> _EXTRAIT CHOISI_:
L’histoire est à peu près toujours la même. Au début, depuis sa chambre d’ado, un étudiant a des gros soucis pour diffuser ses vidéos sur le web. A l’issue d’un repas arrosé, il décide de monter un site pour mettre en ligne ses productions et, accessoirement, héberger celle des autres. Acte II: la qualité moyenne de ces films «amateur» s’avère très vite désarmante. Acte III: après un temps d’adaptation, les internautes découvrent un nouvel usage et commencent à diffuser des contenus soumis au droit d'auteur. Le trafic explose, les ayants droits bombardent de mails et la petite start-up doit embaucher une armée de juristes.
Comme YouTube, comme Dailymotion, Justin.tv partait d’une démarche toute personnelle. En mars 2007, Justin Kan, un jeune entrepreneur américain, décide de brancher sa webcam 24h/24h et de diffuser sa vie sur son propre site. Sous ses faux airs de lofteur 2.0, le startupeur vient ni plus ni moins de créer le YouTube du live vidéo. La plateforme sera ensuite ouverte au public en octobre 2007, permettant à n’importe qui de créer sa chaîne de télé personnelle. On y trouve de tout: de vraies créations, mais aussi des dessinateurs qui se filment en train de dessiner ou des travailleurs qui se filment en train de travailler. Et l’ennui guette.
Fin de l'acte II et début de l'acte III.

> _ÉNONCÉ_: Reprenez le texte sur Justin.tv juste après sa dernière phrase.

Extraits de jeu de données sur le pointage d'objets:
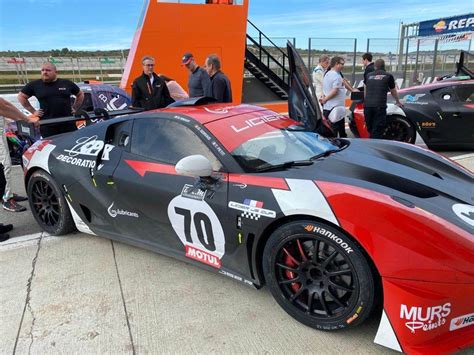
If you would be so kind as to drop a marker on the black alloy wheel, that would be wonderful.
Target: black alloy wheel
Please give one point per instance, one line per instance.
(400, 129)
(319, 276)
(48, 205)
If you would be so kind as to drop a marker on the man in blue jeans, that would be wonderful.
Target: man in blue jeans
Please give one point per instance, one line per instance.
(8, 110)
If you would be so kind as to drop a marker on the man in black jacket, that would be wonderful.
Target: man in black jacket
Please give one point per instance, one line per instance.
(220, 84)
(149, 90)
(368, 64)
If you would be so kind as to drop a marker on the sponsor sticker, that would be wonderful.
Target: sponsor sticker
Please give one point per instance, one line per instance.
(464, 212)
(236, 277)
(257, 121)
(189, 191)
(114, 212)
(462, 321)
(85, 150)
(203, 256)
(413, 99)
(198, 229)
(324, 232)
(424, 318)
(252, 209)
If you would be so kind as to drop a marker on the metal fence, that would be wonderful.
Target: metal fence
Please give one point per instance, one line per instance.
(20, 70)
(420, 61)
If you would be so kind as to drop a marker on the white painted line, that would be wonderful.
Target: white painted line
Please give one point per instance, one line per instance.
(463, 156)
(22, 239)
(25, 241)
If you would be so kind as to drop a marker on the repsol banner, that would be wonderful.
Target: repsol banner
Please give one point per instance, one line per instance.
(455, 24)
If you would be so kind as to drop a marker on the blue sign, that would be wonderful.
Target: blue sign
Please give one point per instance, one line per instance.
(455, 24)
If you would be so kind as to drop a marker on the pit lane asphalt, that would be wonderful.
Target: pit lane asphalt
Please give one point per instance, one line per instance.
(86, 294)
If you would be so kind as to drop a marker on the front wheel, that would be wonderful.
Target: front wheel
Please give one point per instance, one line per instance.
(318, 275)
(400, 129)
(48, 205)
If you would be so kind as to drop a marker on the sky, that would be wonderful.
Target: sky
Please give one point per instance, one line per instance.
(110, 24)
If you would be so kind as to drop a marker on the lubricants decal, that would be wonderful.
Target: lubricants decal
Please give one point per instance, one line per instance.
(252, 209)
(465, 212)
(462, 321)
(424, 318)
(85, 151)
(114, 212)
(198, 228)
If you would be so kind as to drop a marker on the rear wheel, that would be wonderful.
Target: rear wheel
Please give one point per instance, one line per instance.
(318, 275)
(48, 205)
(400, 129)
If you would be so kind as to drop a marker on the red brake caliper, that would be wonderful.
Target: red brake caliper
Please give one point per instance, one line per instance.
(290, 261)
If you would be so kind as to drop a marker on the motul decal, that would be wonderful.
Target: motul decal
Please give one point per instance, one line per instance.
(198, 229)
(424, 318)
(462, 322)
(203, 257)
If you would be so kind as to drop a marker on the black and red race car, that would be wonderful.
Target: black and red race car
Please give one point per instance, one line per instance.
(440, 114)
(333, 227)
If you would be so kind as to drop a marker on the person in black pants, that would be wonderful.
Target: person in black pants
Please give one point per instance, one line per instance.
(4, 228)
(7, 109)
(378, 83)
(149, 90)
(54, 95)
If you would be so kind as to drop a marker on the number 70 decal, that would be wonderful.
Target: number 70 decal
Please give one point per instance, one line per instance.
(199, 229)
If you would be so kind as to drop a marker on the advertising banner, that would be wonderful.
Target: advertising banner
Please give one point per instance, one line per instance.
(455, 24)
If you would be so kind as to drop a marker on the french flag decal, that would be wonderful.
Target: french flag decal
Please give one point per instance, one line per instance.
(253, 203)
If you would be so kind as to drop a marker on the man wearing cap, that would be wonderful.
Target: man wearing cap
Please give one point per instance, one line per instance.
(149, 90)
(199, 83)
(220, 84)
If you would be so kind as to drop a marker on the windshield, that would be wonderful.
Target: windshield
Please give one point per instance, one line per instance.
(280, 147)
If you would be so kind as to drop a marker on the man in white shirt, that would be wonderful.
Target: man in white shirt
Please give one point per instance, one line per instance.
(318, 75)
(334, 93)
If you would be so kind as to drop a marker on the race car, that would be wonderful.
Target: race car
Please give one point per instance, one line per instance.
(441, 114)
(336, 228)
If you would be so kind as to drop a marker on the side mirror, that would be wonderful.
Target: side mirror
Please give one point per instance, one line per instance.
(195, 166)
(357, 97)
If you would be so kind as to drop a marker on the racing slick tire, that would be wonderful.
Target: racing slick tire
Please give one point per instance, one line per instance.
(318, 275)
(48, 205)
(400, 129)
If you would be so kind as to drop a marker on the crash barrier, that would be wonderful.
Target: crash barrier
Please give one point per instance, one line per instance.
(420, 63)
(23, 69)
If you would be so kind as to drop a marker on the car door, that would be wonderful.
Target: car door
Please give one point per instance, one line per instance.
(155, 206)
(302, 105)
(464, 107)
(456, 125)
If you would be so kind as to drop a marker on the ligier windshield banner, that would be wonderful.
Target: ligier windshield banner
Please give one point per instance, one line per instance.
(455, 24)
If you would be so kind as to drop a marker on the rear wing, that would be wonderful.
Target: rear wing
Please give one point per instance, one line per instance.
(98, 114)
(465, 65)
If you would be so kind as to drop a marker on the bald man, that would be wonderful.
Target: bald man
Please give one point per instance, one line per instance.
(54, 95)
(8, 110)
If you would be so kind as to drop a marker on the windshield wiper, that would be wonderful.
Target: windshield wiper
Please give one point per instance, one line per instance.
(325, 154)
(286, 165)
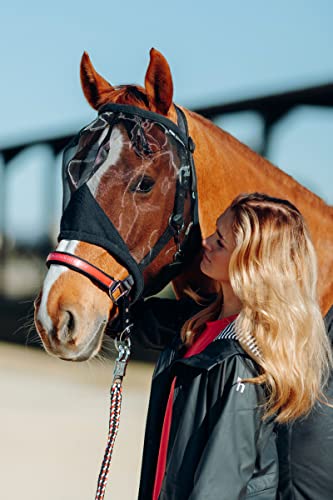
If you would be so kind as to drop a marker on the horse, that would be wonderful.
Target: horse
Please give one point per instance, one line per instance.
(71, 312)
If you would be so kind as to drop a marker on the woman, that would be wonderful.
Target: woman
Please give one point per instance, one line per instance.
(256, 356)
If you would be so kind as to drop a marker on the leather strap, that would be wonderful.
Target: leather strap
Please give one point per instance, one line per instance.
(115, 288)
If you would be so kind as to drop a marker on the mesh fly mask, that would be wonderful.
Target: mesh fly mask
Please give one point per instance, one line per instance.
(103, 153)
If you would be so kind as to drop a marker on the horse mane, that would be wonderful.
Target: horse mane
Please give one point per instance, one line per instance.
(300, 192)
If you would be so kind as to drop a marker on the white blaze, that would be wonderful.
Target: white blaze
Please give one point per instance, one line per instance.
(51, 277)
(116, 141)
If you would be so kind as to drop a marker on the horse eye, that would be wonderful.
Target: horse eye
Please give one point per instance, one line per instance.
(142, 185)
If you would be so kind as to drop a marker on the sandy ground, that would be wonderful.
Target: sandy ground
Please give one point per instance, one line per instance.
(53, 427)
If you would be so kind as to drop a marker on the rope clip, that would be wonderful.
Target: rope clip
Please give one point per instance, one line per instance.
(124, 351)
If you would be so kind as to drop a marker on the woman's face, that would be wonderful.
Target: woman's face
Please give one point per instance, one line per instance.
(218, 249)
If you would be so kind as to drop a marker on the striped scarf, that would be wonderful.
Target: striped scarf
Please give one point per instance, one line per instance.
(229, 332)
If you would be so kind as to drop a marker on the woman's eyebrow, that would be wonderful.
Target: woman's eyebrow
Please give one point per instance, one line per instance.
(220, 235)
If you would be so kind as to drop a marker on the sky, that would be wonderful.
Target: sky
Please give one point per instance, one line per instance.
(218, 51)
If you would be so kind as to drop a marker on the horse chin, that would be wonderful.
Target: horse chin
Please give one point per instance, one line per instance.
(85, 345)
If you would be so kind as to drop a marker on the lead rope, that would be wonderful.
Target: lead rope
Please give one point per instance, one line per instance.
(124, 350)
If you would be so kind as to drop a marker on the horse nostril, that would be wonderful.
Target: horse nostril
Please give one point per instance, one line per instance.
(66, 327)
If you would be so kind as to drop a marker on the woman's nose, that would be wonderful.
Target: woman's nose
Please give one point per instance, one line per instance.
(206, 243)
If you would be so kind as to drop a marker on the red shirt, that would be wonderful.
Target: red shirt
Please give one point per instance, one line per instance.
(213, 328)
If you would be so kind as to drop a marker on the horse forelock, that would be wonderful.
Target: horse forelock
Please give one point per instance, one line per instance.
(126, 94)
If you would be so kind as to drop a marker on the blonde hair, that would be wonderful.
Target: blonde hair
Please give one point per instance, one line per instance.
(273, 272)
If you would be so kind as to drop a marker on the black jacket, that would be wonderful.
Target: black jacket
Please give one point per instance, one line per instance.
(219, 447)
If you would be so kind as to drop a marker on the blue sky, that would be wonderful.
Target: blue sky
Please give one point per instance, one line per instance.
(218, 51)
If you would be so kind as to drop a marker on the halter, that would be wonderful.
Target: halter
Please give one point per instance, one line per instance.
(176, 228)
(119, 290)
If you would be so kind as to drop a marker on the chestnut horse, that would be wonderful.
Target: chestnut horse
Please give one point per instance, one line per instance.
(71, 313)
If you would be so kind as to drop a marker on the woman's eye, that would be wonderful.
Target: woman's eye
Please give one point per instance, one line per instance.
(142, 185)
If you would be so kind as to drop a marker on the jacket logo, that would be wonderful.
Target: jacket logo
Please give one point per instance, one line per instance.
(240, 386)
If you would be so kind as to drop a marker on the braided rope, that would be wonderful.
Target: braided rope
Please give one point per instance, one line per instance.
(115, 406)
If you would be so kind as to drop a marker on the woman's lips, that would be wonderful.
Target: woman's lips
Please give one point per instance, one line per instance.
(205, 257)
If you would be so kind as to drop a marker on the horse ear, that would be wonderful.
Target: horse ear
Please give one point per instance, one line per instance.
(158, 83)
(94, 86)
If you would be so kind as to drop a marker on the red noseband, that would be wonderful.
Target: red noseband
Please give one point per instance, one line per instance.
(115, 288)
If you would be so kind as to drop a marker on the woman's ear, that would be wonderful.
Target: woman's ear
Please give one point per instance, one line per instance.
(158, 83)
(94, 86)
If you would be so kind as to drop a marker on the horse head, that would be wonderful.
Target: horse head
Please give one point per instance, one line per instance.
(126, 210)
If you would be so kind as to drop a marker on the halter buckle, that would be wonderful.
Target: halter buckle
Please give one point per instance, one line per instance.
(119, 289)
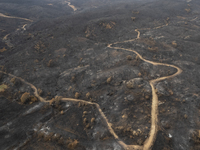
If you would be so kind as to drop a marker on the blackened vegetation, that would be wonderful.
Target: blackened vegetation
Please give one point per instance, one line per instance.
(65, 54)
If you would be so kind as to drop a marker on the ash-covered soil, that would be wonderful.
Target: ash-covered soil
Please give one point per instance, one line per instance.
(82, 50)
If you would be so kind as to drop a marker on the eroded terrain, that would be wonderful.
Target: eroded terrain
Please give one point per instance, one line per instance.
(100, 75)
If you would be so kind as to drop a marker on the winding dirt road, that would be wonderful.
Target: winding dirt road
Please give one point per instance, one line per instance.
(12, 17)
(72, 6)
(154, 109)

> _RÉPONSE FINALE_:
Le principal intérêt de Justin.tv arrivera plus tard quand des petits malins auront l’idée de brancher leur télévision dessus. Avec quelques secondes de décalage, ils peuvent ainsi diffuser n’importe quelle chaîne en direct. Pour cela, pas plus de 30 euros d’investissement: 20 euros pour une carte de capture vidéo bon marché et une dizaine d’euros pour acheter le cordon reliant la télé à l’ordinateur. Les films étant déjà abondamment diffusés sur le web (en peer-to-peer ou en streaming), en Europe, c’est le football, autre produit d’appel des chaînes payantes, qui va logiquement se trouver en première ligne du live-piratage.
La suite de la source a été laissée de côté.